> **GIVEN ENTRIES**
- - -

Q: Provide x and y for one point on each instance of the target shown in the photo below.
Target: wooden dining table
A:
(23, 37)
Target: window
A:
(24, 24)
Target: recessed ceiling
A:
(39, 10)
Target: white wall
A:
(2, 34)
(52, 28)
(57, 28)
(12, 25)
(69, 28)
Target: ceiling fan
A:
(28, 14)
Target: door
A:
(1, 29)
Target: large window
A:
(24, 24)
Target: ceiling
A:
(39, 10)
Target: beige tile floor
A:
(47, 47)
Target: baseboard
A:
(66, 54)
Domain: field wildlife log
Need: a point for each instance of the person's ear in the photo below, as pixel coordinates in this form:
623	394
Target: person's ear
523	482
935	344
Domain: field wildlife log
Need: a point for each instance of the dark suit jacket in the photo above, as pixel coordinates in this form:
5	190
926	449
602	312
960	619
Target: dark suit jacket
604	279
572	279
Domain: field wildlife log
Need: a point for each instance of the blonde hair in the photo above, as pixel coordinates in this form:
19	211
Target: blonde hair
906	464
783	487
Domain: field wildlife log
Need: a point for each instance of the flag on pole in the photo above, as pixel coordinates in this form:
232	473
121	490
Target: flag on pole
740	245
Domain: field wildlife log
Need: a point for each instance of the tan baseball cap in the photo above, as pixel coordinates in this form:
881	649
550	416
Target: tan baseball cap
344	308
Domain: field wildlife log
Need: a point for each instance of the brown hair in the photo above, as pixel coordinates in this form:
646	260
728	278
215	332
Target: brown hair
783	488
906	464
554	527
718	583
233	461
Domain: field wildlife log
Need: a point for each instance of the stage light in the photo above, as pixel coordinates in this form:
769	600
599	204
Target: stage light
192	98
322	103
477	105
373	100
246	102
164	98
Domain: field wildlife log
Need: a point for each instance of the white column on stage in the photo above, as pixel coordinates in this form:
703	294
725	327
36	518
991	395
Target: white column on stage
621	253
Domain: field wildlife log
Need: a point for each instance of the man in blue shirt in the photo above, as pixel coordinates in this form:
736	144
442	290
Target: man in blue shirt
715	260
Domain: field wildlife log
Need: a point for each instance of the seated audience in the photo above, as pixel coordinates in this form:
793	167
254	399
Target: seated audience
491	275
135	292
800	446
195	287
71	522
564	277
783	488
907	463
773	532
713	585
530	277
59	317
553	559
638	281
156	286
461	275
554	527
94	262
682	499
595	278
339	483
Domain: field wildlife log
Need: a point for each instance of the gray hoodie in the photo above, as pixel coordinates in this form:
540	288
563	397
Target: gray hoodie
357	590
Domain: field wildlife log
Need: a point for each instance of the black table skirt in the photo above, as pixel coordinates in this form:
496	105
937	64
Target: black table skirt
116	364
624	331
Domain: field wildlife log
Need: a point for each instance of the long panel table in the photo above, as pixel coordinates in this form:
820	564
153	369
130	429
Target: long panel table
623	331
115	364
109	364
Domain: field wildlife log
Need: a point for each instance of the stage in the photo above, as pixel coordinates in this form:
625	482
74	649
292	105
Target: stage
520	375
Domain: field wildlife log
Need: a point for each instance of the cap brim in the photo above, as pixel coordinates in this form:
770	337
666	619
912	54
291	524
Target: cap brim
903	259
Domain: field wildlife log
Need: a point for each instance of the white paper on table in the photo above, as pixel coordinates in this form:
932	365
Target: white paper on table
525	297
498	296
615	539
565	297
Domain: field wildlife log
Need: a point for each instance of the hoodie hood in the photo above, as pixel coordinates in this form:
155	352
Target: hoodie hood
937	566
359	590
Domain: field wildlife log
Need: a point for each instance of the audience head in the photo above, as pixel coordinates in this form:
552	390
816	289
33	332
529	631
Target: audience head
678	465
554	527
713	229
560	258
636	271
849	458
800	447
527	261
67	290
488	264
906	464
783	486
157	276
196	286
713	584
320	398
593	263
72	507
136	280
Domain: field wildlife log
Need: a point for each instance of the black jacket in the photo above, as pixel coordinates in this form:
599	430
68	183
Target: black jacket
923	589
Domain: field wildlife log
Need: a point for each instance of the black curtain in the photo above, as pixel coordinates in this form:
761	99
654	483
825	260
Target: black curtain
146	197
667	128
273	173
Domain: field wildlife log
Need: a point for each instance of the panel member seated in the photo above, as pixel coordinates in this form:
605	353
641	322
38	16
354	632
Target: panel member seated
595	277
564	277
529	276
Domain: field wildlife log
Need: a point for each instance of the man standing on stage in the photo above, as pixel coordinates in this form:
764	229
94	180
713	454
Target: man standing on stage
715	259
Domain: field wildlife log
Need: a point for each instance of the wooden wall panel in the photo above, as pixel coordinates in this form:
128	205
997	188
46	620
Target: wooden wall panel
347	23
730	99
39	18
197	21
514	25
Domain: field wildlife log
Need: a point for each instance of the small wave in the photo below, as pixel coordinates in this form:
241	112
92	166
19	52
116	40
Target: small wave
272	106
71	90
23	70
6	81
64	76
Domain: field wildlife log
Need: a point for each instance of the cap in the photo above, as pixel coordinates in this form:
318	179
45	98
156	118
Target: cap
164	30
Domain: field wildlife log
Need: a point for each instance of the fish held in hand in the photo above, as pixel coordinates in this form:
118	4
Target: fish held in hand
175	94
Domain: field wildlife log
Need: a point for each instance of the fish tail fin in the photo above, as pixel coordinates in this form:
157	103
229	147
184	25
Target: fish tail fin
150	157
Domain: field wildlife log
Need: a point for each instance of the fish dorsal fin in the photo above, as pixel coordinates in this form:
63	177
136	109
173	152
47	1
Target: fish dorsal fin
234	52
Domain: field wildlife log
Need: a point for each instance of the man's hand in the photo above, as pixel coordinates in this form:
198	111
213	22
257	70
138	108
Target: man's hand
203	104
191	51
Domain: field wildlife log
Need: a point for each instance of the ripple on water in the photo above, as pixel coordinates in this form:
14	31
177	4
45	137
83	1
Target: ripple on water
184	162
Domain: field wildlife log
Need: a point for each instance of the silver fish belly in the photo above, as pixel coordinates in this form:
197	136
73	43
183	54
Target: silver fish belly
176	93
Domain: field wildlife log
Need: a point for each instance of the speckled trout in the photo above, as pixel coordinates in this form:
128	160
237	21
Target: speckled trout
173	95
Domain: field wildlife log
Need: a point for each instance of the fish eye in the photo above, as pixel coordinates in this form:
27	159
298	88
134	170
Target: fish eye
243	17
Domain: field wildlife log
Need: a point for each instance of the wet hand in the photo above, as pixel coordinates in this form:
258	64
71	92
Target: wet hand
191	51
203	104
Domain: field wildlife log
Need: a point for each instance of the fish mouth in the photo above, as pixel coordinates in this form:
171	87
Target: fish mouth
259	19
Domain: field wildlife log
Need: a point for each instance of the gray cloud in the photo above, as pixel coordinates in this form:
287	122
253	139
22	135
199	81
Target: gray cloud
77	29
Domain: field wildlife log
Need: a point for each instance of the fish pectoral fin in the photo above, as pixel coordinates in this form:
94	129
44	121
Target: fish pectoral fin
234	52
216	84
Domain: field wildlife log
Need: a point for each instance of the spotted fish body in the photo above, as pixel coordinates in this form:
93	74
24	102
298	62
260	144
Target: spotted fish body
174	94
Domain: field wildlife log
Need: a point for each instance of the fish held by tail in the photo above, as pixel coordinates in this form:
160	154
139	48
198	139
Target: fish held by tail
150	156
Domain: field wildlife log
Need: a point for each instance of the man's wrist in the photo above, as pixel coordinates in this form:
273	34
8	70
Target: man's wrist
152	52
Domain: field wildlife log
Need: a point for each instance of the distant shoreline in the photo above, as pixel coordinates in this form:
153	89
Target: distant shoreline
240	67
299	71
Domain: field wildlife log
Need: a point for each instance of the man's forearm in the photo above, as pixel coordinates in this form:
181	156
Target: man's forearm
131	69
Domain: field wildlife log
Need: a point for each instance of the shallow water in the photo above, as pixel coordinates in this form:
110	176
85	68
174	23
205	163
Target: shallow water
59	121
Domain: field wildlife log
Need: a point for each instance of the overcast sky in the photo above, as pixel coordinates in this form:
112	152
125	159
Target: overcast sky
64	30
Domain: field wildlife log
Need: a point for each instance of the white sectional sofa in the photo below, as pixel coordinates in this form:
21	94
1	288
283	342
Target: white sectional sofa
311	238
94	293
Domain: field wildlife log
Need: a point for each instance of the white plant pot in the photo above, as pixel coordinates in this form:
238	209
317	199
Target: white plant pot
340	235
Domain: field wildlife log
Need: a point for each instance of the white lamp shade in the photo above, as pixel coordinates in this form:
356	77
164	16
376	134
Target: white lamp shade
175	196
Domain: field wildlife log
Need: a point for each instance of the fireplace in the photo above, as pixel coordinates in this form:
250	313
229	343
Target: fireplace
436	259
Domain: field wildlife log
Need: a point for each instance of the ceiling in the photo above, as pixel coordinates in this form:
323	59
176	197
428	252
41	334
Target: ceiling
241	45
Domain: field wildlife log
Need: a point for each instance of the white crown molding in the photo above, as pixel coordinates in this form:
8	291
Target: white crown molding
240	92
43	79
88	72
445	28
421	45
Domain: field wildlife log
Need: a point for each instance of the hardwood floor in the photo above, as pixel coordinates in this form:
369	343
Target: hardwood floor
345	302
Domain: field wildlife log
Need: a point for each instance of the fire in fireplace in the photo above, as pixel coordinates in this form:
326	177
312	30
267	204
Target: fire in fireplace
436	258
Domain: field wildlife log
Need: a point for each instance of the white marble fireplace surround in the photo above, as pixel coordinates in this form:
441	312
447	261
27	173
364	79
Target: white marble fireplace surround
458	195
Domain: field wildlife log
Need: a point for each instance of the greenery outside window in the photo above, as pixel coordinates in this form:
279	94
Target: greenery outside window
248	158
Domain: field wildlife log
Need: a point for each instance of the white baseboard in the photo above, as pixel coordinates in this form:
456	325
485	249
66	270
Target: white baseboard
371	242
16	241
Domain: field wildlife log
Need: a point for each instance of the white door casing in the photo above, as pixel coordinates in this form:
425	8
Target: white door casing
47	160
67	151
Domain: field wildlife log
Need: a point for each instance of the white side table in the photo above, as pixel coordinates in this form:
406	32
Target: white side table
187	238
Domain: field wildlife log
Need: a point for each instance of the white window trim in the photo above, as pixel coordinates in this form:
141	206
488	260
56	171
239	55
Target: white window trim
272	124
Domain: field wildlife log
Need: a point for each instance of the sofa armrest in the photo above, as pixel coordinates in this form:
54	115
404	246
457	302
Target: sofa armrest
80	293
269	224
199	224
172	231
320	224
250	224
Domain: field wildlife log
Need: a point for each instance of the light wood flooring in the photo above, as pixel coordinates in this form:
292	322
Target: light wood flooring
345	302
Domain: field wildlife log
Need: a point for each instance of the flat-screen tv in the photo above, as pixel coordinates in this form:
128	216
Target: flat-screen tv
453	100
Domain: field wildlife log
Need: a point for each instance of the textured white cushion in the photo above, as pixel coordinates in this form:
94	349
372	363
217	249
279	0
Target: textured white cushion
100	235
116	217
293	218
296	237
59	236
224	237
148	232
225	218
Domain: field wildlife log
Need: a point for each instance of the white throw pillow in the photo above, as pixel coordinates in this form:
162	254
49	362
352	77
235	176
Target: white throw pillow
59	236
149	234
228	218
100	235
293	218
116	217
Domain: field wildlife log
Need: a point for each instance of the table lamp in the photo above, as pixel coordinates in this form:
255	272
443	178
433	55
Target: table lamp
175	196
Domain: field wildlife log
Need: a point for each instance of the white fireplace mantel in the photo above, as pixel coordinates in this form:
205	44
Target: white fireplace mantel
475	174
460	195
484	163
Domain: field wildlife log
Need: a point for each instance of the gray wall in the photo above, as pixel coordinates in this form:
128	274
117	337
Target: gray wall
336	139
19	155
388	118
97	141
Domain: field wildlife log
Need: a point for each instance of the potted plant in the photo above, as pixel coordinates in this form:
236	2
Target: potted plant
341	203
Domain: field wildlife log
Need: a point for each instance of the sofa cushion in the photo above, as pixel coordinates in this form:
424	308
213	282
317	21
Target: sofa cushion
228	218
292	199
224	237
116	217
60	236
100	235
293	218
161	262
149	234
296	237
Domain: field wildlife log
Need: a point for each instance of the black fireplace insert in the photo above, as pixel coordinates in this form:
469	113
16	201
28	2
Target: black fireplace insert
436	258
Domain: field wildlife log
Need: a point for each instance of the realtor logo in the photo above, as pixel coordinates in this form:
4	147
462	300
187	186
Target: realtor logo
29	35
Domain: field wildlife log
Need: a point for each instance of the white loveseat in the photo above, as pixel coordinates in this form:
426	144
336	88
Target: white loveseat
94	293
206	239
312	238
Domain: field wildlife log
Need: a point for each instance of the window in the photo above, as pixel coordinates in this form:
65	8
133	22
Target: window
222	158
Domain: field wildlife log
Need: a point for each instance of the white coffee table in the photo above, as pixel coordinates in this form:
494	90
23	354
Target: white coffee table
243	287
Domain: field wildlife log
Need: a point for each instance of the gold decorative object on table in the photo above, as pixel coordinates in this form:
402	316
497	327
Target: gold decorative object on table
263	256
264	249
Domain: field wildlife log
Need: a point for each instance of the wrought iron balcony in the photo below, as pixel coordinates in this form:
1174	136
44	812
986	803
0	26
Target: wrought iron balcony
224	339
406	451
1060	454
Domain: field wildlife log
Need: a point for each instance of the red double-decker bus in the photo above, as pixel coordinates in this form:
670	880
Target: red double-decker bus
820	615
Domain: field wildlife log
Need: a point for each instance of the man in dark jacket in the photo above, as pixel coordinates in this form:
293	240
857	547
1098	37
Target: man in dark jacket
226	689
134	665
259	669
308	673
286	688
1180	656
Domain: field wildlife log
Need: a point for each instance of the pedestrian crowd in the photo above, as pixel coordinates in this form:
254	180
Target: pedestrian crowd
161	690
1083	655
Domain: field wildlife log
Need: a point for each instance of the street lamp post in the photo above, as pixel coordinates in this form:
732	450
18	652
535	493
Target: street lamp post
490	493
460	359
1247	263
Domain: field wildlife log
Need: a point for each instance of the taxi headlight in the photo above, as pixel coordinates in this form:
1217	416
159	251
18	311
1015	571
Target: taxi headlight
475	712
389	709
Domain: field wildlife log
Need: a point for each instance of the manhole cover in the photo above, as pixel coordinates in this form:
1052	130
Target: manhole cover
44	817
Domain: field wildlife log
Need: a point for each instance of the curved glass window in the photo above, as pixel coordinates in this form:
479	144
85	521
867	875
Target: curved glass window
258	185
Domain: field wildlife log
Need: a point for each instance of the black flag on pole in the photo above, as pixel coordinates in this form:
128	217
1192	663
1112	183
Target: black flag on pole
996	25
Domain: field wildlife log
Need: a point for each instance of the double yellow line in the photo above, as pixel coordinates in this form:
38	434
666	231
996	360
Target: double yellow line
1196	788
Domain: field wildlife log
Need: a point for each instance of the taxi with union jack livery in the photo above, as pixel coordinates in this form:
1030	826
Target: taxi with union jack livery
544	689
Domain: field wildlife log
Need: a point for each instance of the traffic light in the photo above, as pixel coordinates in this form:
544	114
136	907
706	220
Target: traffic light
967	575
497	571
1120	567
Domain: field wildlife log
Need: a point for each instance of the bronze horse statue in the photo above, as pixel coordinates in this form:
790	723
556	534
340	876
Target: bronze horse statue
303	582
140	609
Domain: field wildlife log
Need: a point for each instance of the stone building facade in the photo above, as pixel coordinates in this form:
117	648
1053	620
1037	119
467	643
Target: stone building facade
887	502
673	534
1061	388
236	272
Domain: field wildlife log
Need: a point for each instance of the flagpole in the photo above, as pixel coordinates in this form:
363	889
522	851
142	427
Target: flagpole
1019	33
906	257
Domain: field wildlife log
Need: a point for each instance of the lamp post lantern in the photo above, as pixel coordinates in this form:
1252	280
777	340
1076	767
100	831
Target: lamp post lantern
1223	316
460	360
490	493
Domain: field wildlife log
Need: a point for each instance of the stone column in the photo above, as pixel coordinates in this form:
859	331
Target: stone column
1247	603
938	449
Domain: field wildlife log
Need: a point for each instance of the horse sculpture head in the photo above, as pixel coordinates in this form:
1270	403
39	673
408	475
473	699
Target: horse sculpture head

- - -

> **DIRECTIONS**
From the first line of the data above through the line containing "Target: large window", set each line down again exactly; include both ends and omit everything else.

> **WRITTEN REPLY**
Q: Provide x and y for one point on each instance of the target shown in the photo below.
Target: wooden dining table
A:
(23, 37)
Target: window
A:
(24, 24)
Target: recessed ceiling
A:
(39, 10)
Target: white wall
A:
(2, 34)
(52, 28)
(57, 28)
(12, 25)
(69, 28)
Target: ceiling fan
A:
(28, 14)
Target: door
A:
(1, 29)
Target: large window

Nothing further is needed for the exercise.